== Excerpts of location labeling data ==

● ● ● ● ●

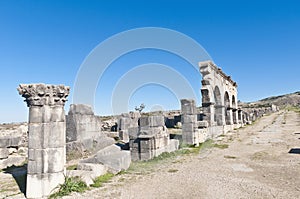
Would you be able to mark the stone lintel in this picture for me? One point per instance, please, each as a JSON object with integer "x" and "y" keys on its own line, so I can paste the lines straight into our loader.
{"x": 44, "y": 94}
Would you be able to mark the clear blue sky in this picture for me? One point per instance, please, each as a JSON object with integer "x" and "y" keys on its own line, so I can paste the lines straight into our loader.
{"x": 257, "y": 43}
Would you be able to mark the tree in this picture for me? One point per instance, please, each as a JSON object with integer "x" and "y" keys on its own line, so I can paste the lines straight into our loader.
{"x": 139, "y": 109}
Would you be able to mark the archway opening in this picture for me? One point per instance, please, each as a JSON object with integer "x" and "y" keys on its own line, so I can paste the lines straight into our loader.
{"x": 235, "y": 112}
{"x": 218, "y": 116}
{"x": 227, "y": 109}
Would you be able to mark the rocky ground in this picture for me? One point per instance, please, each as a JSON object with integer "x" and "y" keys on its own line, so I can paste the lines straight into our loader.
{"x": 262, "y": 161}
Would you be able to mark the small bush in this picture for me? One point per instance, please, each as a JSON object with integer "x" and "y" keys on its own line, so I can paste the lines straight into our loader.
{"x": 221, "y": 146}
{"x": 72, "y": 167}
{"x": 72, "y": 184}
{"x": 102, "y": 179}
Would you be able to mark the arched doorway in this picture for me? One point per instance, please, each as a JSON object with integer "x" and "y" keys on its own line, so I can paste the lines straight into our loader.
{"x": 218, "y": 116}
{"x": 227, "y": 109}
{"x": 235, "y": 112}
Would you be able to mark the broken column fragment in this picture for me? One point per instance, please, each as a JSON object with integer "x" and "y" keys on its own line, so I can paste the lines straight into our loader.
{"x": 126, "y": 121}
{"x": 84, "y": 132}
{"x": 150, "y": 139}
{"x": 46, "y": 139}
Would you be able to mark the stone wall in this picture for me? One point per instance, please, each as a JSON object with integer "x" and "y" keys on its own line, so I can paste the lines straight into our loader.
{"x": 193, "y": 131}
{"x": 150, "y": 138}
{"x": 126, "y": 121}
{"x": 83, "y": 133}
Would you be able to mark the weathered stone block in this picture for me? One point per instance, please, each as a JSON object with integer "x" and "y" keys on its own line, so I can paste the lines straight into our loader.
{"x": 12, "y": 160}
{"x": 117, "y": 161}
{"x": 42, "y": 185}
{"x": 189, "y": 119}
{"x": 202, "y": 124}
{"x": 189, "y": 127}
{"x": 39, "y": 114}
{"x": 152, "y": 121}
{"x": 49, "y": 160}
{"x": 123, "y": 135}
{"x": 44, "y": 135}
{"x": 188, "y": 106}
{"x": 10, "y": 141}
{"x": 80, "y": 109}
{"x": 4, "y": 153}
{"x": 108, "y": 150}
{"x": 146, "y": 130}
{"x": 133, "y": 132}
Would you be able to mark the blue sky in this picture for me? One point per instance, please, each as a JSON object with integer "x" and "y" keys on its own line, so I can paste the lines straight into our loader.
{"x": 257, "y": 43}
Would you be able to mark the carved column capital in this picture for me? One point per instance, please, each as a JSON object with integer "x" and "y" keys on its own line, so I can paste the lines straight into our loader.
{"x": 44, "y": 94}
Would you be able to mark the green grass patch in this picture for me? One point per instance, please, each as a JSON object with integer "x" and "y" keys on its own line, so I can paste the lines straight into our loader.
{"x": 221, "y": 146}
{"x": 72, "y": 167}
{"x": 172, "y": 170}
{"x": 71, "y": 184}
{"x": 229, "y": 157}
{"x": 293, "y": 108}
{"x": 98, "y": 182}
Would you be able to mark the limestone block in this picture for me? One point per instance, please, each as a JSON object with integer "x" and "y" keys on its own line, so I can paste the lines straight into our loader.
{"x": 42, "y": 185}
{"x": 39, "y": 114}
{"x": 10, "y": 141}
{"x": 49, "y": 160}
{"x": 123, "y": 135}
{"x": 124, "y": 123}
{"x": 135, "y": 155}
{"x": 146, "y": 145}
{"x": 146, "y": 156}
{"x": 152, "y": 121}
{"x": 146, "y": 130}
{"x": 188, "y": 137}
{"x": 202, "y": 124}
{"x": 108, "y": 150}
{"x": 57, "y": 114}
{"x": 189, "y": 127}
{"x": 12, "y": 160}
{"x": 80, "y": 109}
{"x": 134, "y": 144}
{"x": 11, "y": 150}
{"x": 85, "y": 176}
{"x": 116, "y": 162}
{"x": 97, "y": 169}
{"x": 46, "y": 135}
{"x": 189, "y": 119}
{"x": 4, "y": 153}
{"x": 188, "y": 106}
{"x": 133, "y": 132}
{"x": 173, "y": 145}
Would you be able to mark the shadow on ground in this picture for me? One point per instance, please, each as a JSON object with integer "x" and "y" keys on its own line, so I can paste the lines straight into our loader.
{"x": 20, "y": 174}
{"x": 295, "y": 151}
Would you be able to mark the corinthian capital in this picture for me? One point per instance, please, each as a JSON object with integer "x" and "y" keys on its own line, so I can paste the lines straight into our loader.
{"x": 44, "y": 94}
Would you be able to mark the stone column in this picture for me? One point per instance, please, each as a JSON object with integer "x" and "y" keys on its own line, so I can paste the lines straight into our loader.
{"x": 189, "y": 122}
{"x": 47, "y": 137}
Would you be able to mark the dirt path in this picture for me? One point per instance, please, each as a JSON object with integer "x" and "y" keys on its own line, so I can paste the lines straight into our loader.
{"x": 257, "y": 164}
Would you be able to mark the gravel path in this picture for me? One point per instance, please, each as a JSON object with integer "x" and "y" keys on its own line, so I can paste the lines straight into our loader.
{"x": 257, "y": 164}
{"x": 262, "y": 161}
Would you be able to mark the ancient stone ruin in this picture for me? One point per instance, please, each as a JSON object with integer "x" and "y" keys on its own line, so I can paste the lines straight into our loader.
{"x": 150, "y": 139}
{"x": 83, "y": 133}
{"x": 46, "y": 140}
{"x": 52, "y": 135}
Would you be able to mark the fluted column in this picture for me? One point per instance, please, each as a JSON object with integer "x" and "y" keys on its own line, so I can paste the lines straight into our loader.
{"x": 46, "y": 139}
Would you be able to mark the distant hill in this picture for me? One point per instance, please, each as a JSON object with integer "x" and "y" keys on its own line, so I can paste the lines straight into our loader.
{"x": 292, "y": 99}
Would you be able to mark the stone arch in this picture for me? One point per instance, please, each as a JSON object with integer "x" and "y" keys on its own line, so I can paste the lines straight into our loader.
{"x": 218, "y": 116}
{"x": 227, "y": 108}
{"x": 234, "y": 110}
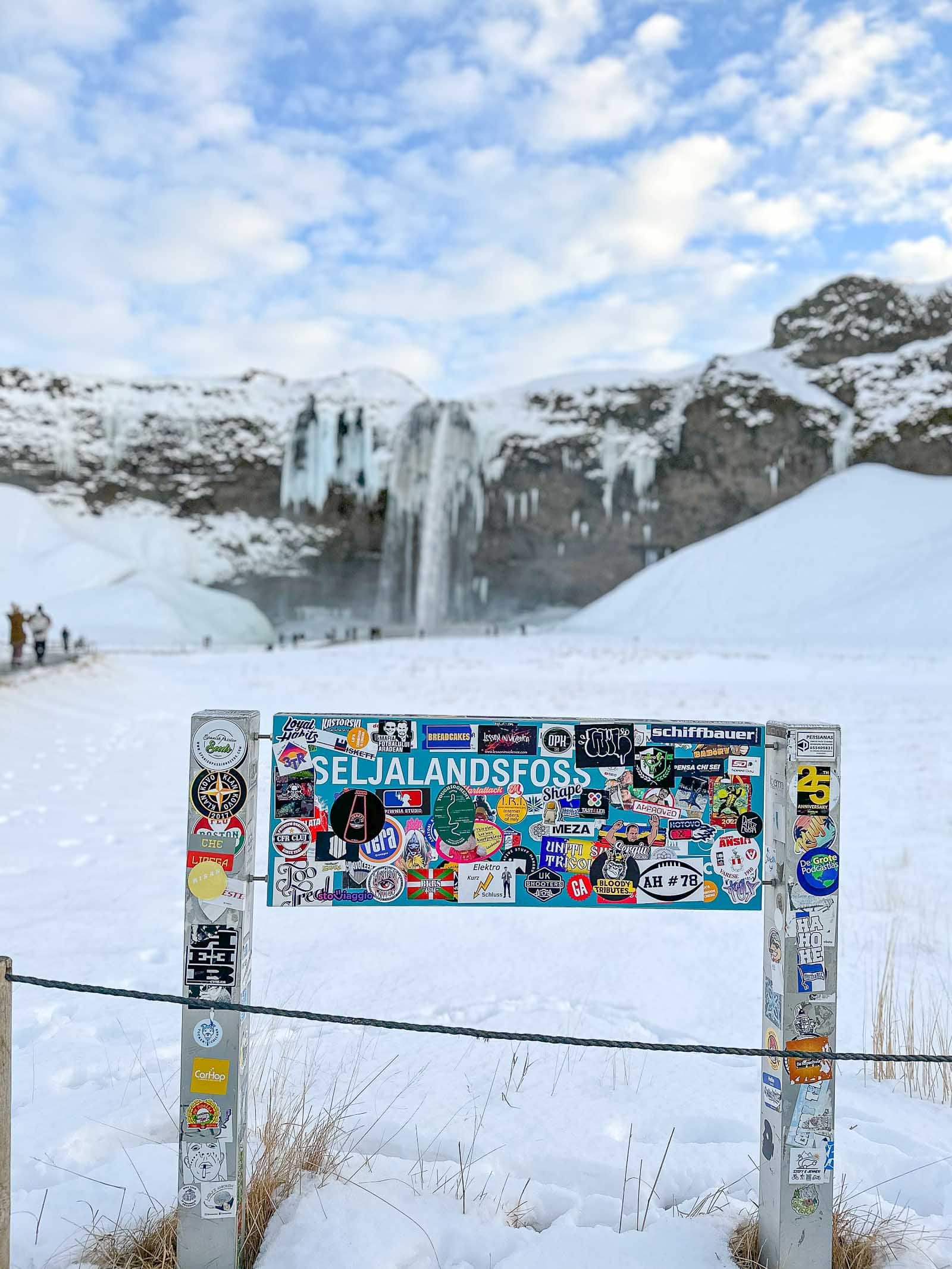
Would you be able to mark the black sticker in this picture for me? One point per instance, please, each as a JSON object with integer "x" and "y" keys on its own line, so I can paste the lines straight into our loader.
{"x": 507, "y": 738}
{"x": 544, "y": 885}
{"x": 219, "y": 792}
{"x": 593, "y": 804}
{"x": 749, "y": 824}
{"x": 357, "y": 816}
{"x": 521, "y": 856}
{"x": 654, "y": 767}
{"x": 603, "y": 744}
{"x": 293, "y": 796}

● ● ● ● ●

== WHAT TO PRODUCE ==
Output every entry word for word, but omit the pictures.

== EXERCISE SOLUTION ==
Would you be able to mark the stone lintel in this picture for me? One point per instance, please, each as a JSON object with integer "x" and "y" keys on its own line, so I can paste the lines straight into our loader.
{"x": 44, "y": 94}
Would you be able to mark the clear blue sky in this picture for me? One point per instance, please, each as a JSON object with integer "x" and "y" keys on its own line, so I can paste the lines straight into our loader.
{"x": 257, "y": 43}
Would you be able to mark the tree in this picture for me? One point per instance, please, each as a JSON object with integer "x" and "y" keys on its own line, so I can paste the lines straight into our loader.
{"x": 139, "y": 109}
Would you be able to mark the archway opening in this picture for me? One point per instance, please, each as a JSON object with integer "x" and "y" keys on its own line, so I can paste the lines straight into our loader.
{"x": 235, "y": 112}
{"x": 218, "y": 116}
{"x": 227, "y": 109}
Would you be able to mark the rocky ground in this picture for me? One point per instance, please, each as a JSON object with integer "x" and "y" keys on its own line, so I can paste the lines straight into our loader.
{"x": 262, "y": 161}
Would you be able to mark the small bush in this picture for me? One point per instance, please, each as a JSON object with integer "x" and "y" keys on its own line, so I can paste the lines straight into our loader.
{"x": 221, "y": 146}
{"x": 72, "y": 167}
{"x": 72, "y": 184}
{"x": 102, "y": 179}
Would you be able to mark the arched doorway in this picture for me? One point per instance, please, each as a JSON object with integer "x" and "y" keys on its own line, so I can paste the lines straight into our loader.
{"x": 218, "y": 116}
{"x": 227, "y": 109}
{"x": 235, "y": 112}
Would you be able to mark the broken column fragment in this picture for me? One point per instance, please, each as a JSON object with integer "x" and "y" keys on its own line, so I can paste the lines straight into our loader.
{"x": 126, "y": 121}
{"x": 84, "y": 132}
{"x": 150, "y": 139}
{"x": 46, "y": 139}
Would you be able to mark the stone wall in this picture for me? One point per instance, please, each as a JSON object with integer "x" and "y" keys on its own line, so I can paste the lines straight into our loader.
{"x": 193, "y": 131}
{"x": 150, "y": 138}
{"x": 126, "y": 121}
{"x": 83, "y": 133}
Would you be able to mark the weathered stone block in this picture for me? One point per instance, please, each as a JSON object with integer "x" and "y" keys on its own line, so I can paste the lines straight into our loader.
{"x": 12, "y": 160}
{"x": 117, "y": 161}
{"x": 42, "y": 185}
{"x": 189, "y": 119}
{"x": 202, "y": 124}
{"x": 189, "y": 127}
{"x": 39, "y": 114}
{"x": 152, "y": 121}
{"x": 49, "y": 160}
{"x": 123, "y": 135}
{"x": 44, "y": 135}
{"x": 188, "y": 106}
{"x": 10, "y": 141}
{"x": 80, "y": 109}
{"x": 4, "y": 153}
{"x": 108, "y": 150}
{"x": 146, "y": 130}
{"x": 133, "y": 132}
Would you be able to mark the blue sky in this picture for me? One point per instance, please, each as a JSON object with integer "x" and "y" keys on its own line, so I can paste the lines straight into our loader.
{"x": 257, "y": 43}
Would you be able to mark the carved column capital in this picture for me? One point per instance, please, each as a JSON object with integer "x" and "y" keys on its own line, so I can paste the lines straight into our loader.
{"x": 44, "y": 94}
Would you be able to mark the green grass patch in this picture for me? One point per instance, please, each as a JSON object with integer "x" and "y" keys on its own line, so I can paste the lines straight into our loader.
{"x": 221, "y": 146}
{"x": 72, "y": 167}
{"x": 172, "y": 170}
{"x": 71, "y": 184}
{"x": 229, "y": 157}
{"x": 293, "y": 108}
{"x": 98, "y": 182}
Would you be able to mark the limestone block in this picture for me? One point per instance, please, each as a JSON object with integer "x" and "y" keys on its own line, so I can paste the lines straight into our loader.
{"x": 42, "y": 185}
{"x": 39, "y": 114}
{"x": 10, "y": 141}
{"x": 49, "y": 160}
{"x": 123, "y": 135}
{"x": 124, "y": 123}
{"x": 135, "y": 155}
{"x": 146, "y": 145}
{"x": 146, "y": 156}
{"x": 152, "y": 121}
{"x": 146, "y": 130}
{"x": 188, "y": 137}
{"x": 202, "y": 124}
{"x": 108, "y": 150}
{"x": 57, "y": 114}
{"x": 189, "y": 127}
{"x": 12, "y": 160}
{"x": 80, "y": 109}
{"x": 134, "y": 144}
{"x": 11, "y": 150}
{"x": 85, "y": 176}
{"x": 116, "y": 162}
{"x": 97, "y": 169}
{"x": 46, "y": 135}
{"x": 189, "y": 119}
{"x": 4, "y": 153}
{"x": 188, "y": 106}
{"x": 133, "y": 132}
{"x": 173, "y": 145}
Would you be able to mark the shadow on ground in this picture for me? One point per instance, please, each as a JSON object with integer "x" and "y" keys on its own line, so I can paste the lines straight into our loader.
{"x": 20, "y": 174}
{"x": 295, "y": 151}
Would you be able to mark the corinthian capital in this picture for me? One point per instance, please, each as a JSON object with integer "x" and "y" keys on its own line, so I can paste the lines straight into our loader.
{"x": 44, "y": 94}
Would you be able to mark the stone column in this picture for me? One point per instance, please, each as a JSON object with integer "x" and "y" keys on its own line, so I can paste the lines straight into our loader.
{"x": 189, "y": 122}
{"x": 47, "y": 137}
Would you be able to mark the dirt path in this picture for me? One point per instance, please, each as a JSON object with integer "x" and "y" keys on its own line, so I can paste the lines straight into our loader.
{"x": 257, "y": 164}
Would you be able to mark the gravel path in this picture for me? One point per instance, please, each as a JSON object with integer "x" and "y" keys on its own line, so I can paste the lines straight into our loader.
{"x": 257, "y": 164}
{"x": 262, "y": 161}
Would you be able to mark the ancient stone ruin in this picture for me? One point per instance, please, each as a JSON object with integer "x" and "y" keys on its own line, so I can paste the lines straight into our loader.
{"x": 150, "y": 139}
{"x": 83, "y": 133}
{"x": 46, "y": 140}
{"x": 52, "y": 135}
Would you be able to mark the fluted column in this picture for me? One point per instance, please, each as a JSON object with integer "x" and "y" keys on its own line, so I can paste the lines straight into our loader.
{"x": 46, "y": 139}
Would you be able to mark the distant hill in this picture for me? One point per instance, please, each as a JSON object with integer "x" and "y" keys on its own line, so I can paste the lines straight into our loader.
{"x": 292, "y": 99}
Would you be able to mark the stone arch in this picture for me? One point per instance, please, each as a JSON object with integer "x" and "y" keys on its own line, so I can paste the lines straight into our loader.
{"x": 218, "y": 116}
{"x": 227, "y": 108}
{"x": 234, "y": 110}
Would you be able to mark the black sticker in this picture for me? One point per instance, please, each as a JSON object with integer "x" and "y" keys on its own line, so I can paste the lines straight into our loader.
{"x": 507, "y": 738}
{"x": 544, "y": 885}
{"x": 219, "y": 792}
{"x": 593, "y": 804}
{"x": 749, "y": 824}
{"x": 357, "y": 816}
{"x": 521, "y": 856}
{"x": 654, "y": 767}
{"x": 603, "y": 744}
{"x": 293, "y": 796}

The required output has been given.